* **Problem**: Arrange the lines of the records below as a JSON list of strings, one string per line, skipping blank lines. Include only the lines from the one containing "For the benchmark, mark each instance of the person in white" through the one containing "(1267, 413)", both ends included.

Position annotation records
-*-

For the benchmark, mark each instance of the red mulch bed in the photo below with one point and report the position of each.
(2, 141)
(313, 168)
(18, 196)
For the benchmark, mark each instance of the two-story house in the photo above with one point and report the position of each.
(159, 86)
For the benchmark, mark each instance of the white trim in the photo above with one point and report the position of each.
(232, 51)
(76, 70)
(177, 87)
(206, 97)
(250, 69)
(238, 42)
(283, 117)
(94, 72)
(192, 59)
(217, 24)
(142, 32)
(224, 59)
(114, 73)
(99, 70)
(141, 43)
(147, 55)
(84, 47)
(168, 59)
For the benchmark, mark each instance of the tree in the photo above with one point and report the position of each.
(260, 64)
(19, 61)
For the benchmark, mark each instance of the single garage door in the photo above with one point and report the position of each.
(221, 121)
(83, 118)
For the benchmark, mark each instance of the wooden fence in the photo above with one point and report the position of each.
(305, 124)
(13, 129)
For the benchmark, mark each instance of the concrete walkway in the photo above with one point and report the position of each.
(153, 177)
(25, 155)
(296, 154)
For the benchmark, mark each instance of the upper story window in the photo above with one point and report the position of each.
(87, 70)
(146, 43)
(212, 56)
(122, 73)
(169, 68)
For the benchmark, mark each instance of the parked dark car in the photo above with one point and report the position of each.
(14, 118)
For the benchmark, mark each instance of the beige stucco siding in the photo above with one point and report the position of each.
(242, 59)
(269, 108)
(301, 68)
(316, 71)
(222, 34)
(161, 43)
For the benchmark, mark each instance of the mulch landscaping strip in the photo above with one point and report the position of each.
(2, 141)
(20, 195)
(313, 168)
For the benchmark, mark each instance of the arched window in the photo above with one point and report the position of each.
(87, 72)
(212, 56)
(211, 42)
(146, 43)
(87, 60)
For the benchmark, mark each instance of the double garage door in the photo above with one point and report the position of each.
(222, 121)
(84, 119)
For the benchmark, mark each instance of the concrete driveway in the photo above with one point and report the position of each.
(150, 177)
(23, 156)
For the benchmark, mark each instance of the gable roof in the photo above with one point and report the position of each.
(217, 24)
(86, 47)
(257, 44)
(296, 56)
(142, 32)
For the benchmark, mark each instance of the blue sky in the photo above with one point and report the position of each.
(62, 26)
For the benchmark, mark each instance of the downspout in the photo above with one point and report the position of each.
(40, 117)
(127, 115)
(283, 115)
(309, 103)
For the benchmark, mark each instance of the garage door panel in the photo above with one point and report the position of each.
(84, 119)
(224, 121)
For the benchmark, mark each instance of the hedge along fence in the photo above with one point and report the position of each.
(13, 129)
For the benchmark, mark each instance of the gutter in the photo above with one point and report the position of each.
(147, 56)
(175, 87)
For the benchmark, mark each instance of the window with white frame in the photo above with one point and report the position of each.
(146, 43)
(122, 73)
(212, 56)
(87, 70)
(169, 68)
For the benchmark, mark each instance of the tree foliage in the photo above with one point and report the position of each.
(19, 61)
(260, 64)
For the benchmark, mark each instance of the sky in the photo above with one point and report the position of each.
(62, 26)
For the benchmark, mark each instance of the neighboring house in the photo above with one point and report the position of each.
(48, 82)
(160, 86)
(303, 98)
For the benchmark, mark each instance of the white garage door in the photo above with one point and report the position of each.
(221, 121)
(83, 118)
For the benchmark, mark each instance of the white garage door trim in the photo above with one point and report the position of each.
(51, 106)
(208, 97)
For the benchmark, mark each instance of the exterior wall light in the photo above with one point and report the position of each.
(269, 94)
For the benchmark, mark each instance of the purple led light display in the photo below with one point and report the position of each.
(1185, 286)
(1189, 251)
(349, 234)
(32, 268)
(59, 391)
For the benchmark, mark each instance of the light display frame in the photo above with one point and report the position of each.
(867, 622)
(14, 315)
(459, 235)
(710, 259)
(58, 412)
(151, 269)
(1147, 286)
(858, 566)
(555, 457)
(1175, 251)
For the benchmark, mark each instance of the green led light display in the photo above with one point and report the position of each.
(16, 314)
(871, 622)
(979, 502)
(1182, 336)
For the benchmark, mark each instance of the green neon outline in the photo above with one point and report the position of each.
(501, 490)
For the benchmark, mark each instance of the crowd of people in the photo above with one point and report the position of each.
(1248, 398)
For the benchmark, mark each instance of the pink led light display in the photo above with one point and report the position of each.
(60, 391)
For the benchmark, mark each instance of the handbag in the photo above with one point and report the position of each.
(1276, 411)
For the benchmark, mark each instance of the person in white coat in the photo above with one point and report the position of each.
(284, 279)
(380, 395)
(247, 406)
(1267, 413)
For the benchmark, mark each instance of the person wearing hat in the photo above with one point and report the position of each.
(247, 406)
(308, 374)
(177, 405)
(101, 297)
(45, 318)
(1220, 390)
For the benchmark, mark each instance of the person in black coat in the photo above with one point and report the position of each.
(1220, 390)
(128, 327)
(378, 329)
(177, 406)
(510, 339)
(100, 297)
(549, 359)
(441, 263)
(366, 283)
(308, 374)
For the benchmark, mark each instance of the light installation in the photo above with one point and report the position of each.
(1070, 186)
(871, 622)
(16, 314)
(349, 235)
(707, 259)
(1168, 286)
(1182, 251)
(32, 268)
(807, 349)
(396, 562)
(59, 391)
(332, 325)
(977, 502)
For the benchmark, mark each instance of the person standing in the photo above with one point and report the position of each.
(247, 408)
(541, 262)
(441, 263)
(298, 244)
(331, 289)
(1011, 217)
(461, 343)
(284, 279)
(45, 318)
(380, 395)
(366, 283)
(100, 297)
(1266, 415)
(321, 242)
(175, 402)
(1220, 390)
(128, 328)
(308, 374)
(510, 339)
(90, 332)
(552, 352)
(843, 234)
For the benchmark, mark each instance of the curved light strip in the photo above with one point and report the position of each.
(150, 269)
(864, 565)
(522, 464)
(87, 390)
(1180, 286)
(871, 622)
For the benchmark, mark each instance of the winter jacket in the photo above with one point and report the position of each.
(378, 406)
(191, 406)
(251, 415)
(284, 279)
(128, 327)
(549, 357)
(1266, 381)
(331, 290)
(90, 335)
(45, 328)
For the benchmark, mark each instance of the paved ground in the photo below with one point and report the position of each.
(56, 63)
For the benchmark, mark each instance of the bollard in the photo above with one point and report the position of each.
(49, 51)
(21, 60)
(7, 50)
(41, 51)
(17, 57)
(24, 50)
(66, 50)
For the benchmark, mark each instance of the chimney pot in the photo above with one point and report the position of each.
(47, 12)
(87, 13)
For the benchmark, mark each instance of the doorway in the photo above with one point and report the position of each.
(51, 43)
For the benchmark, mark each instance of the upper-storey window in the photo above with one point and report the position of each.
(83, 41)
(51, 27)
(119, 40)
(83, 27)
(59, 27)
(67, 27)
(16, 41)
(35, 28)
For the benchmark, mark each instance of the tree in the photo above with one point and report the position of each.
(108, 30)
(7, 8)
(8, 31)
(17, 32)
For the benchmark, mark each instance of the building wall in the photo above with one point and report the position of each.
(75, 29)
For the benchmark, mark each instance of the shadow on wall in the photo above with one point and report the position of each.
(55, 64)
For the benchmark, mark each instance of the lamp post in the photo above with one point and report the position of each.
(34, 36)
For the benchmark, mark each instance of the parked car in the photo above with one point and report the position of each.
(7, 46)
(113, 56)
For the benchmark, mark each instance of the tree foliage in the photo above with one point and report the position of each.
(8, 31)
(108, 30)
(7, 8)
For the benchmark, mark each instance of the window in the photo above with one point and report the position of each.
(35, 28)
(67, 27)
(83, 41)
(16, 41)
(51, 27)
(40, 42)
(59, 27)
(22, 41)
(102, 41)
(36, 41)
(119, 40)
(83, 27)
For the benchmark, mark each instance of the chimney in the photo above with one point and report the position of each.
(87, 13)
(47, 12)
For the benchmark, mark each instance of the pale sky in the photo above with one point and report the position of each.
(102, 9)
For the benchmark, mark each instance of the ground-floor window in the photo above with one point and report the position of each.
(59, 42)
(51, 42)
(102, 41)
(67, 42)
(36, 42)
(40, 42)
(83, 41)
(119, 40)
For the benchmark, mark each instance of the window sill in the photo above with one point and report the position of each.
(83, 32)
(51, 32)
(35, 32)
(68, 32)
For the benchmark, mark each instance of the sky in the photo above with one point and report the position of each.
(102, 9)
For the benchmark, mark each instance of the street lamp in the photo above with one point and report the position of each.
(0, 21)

-*-

* **Expected answer**:
[
  "For the benchmark, mark each instance of the person in white coat in the photo above with one point and report the position of each.",
  "(284, 279)",
  "(380, 395)",
  "(247, 406)",
  "(1267, 413)"
]